• **Okuma parçası**:
╔══

Sonra işte tanıştık! O zamanki adı Sinema Günleri, sonra İstanbul Film Festivali olan, benim hala ilk adıyla andığım, özlediğim, o Emek’li günlerde, Beyoğlu’nun tatlıcı ve kebapçı olmadan önceki, bistroların, meyhanelerin daha çok olduğu güzel zamanlarında bir film çıkışında tanıştık, kısacık. Sonra yıllarca Sinema Günleri’nde karşılaştık, filmlerimizi karşılaştırdık, bir defasında günlerce göremeyince onu, o zamanlar Açık Mektup diye bir köşe yazdığım Radikal’den haber yollamış, halini hatırını sormuştum, o da bana iyi olduğunu, sanırım yurtdışında olduğunu yazmıştı da rahatlamıştım!

Gel zaman git zaman! Masal bu ya, bize gökten üç elma düştü, evimize de bir Nar!  Füruzan aradı kutladı, 3-4 yaşındayken Nar’la el ele tutuşup “Büyük Yazarımız”ın evine gittik. Nar nereye gideceğimizi sorunca ona ‘Büyük Yazarımız’a gittiğimizi söylüyordum çünkü! Vardık, çay kahve kurabiye hazırlıyordu Füruzan, yıl 2010 ya da 2011. Nar da paytak adımlarıyla onun peşinden mutfağa gitti, baktı, konuştu, sonra da ‘Büyük yazarımızın mutfağı çok küçük’ deyiverdi! Füruzan bunu hep sevgiyle hatırladı!

“Büyük Yazarımız” da küçük Nar’a armağanlar verdi! Ama ne armağanlar! 90’lardan sonra Berlin’e gidişlerimizde artık nerdeyse antika değeri kazanan eski SSCB ve DDR çocuk oyuncakları! Bazen ikinci el dükkânlarda ya da oyuncak dükkanlarında görüyor ama pahalı geldiği için alamıyorduk! Uzay gemileri, kozmonotlar ve başkaları, 6-7 ganimet! Onları vaktiyle “Sovyetler Pirliği” yaşarken ya da diğer sosyalist ülkelere gittiğinde almış Füruzan ve Nar’ın gelmesini beklemiş!

╚══

Yukarıdaki Füruzan anısını son cümlesinin ardından sürdürün.

İşaretleme veri kümesinden alıntılar:
╔══

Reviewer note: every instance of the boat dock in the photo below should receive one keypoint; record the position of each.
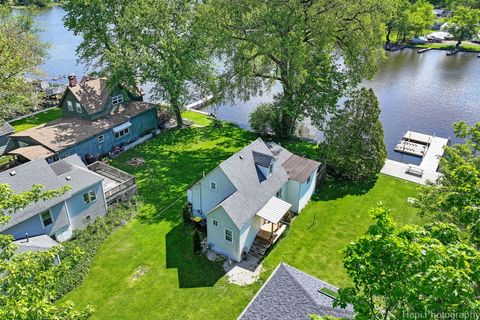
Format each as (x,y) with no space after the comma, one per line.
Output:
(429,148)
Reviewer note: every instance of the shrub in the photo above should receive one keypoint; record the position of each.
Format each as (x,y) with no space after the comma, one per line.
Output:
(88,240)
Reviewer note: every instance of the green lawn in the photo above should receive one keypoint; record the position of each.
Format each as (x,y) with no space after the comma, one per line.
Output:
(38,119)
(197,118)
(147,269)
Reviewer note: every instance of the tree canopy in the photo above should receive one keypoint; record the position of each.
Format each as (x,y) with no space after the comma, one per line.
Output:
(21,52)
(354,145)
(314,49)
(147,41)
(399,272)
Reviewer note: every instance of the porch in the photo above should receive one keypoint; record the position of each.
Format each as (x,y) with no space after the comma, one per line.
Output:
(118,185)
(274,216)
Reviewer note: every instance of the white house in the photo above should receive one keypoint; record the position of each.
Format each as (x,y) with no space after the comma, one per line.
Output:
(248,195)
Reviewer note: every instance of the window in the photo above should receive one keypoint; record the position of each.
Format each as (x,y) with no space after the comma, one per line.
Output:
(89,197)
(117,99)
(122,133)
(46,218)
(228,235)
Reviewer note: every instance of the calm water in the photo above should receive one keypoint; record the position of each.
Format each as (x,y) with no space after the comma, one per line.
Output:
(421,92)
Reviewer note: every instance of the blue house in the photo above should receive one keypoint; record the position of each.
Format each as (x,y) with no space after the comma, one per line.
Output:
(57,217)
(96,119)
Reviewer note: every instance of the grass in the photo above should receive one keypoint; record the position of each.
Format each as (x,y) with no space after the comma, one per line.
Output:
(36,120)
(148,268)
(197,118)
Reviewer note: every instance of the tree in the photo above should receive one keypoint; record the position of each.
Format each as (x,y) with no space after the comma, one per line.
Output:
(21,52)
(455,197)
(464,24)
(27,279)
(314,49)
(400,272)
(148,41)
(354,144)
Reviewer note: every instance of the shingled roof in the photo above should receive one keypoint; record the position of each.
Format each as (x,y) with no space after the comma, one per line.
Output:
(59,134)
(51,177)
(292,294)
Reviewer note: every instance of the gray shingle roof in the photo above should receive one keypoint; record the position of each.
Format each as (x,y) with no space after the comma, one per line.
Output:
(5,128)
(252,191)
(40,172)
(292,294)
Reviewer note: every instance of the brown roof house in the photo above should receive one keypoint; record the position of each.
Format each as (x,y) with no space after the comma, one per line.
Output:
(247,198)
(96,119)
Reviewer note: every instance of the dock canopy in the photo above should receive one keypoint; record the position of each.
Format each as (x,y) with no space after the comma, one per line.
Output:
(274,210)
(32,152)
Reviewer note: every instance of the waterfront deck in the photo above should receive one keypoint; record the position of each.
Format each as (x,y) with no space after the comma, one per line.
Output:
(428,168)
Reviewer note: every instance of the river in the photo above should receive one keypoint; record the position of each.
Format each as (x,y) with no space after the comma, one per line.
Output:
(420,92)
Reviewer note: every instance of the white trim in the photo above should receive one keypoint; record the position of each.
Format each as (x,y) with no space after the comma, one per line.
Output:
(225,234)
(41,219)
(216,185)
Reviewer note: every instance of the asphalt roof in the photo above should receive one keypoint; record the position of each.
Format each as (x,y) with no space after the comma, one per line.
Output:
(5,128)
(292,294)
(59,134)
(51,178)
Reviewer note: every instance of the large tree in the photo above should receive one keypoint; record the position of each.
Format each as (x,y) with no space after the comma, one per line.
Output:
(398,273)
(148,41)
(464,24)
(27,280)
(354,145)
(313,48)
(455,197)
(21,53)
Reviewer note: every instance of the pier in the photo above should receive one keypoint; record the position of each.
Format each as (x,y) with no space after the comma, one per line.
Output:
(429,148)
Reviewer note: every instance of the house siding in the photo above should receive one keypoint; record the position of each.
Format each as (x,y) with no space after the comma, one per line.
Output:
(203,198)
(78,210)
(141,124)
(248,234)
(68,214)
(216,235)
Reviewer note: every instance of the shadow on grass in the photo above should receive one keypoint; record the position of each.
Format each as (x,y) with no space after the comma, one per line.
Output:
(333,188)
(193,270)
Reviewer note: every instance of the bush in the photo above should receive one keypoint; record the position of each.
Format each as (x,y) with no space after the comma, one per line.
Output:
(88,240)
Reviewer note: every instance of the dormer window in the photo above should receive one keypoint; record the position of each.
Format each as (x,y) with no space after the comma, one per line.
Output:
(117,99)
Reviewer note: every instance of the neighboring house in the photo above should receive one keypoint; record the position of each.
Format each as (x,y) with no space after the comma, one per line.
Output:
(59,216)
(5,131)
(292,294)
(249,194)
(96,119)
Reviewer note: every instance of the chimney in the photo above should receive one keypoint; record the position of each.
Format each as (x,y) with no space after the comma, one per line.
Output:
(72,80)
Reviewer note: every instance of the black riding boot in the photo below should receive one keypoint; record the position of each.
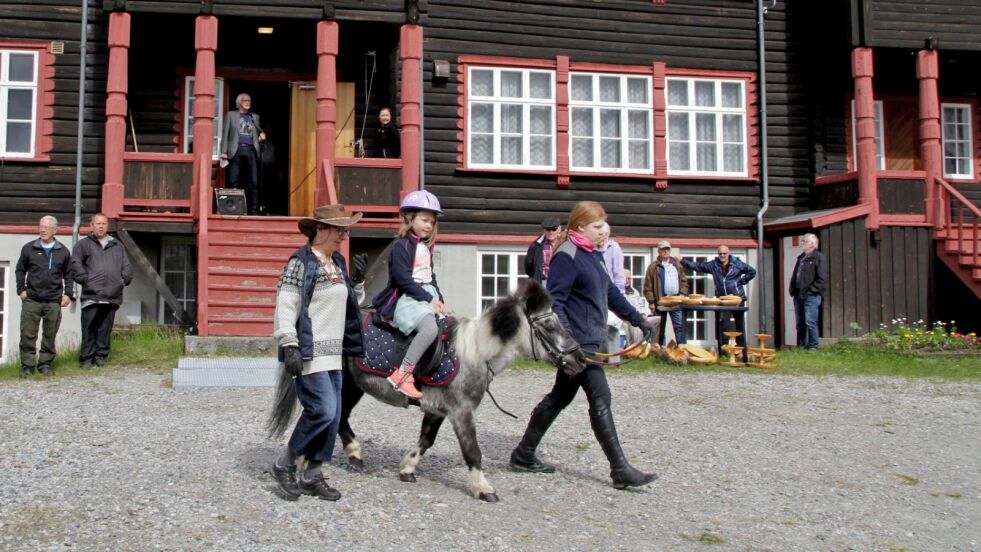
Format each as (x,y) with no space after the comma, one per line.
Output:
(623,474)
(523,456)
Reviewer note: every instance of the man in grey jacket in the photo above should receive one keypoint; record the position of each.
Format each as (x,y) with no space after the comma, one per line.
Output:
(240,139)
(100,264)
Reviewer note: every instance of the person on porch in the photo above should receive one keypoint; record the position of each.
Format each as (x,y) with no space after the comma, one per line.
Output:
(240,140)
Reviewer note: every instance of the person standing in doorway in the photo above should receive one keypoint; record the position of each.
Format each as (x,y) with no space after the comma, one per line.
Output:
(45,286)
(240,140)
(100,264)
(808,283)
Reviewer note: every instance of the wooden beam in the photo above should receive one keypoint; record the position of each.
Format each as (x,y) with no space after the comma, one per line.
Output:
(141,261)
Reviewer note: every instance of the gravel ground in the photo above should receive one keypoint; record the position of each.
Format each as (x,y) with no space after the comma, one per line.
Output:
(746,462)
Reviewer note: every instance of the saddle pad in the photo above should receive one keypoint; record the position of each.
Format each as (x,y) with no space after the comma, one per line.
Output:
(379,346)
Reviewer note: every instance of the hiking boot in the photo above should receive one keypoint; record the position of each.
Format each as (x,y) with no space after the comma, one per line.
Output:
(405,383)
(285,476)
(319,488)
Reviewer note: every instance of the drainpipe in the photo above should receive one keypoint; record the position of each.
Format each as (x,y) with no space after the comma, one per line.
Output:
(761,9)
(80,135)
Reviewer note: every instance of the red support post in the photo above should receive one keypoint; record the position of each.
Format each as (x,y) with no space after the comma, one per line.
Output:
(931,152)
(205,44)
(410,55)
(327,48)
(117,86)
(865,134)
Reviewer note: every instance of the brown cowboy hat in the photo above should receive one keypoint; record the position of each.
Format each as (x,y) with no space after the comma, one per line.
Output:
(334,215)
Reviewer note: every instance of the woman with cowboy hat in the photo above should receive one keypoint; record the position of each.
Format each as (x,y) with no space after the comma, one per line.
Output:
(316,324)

╚══
╔══

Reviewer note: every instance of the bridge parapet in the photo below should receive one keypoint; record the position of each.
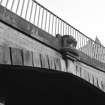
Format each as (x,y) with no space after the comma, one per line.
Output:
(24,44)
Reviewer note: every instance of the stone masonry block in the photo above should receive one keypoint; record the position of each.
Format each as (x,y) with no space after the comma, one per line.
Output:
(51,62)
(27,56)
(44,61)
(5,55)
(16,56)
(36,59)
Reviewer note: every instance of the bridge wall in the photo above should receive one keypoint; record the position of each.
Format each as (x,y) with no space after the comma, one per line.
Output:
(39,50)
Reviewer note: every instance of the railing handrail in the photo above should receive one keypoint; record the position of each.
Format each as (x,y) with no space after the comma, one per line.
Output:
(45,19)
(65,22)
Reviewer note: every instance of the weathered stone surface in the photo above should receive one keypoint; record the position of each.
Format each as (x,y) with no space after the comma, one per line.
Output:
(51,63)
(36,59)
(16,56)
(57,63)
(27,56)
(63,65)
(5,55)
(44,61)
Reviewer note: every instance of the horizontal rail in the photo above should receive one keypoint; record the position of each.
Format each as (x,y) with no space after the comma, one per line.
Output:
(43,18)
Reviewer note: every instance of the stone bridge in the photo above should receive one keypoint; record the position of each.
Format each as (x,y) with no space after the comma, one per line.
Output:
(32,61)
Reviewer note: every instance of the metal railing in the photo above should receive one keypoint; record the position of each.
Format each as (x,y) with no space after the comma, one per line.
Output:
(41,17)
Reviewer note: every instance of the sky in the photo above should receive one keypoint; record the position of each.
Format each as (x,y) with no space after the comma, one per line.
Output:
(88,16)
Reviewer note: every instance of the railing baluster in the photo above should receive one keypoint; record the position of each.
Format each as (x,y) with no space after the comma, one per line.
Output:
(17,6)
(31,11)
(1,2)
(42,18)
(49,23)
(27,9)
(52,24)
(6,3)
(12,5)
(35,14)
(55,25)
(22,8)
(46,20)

╚══

• **Görevin sonucu**:
Sonra Nar büyüdü, lise 3’te şimdi! Şubat 2024’ün ilk haftası bir ders için Göç konulu bir proje hazırlıyordu. Almanya’ya Türkiye’den emek göçü. Konuştuk, kaynakça oluştururken tabii Füruzan geldi aklıma, onun Yeni Konuklar’ı. Kaç yıldır göremiyorduk, ‘Kırmızı saçlıyı getir bana!’ diyordu, gidemiyorduk! 12 Şubat haftası Füruzan’ı arayacak ve onu ziyaret edecektik Nar’la birlikte, 11 Şubat Pazar olmasaydı!

“Seni Viran Bağ”a götürmeden ölecek değilim ya!’ demeleri de boşmuş Edip Bey’in, Nar’la, yani o “kırmızı saçlı kız”la benim, Füruzan’a, “Büyük Yazarımız”a gideceğiz demelerim de!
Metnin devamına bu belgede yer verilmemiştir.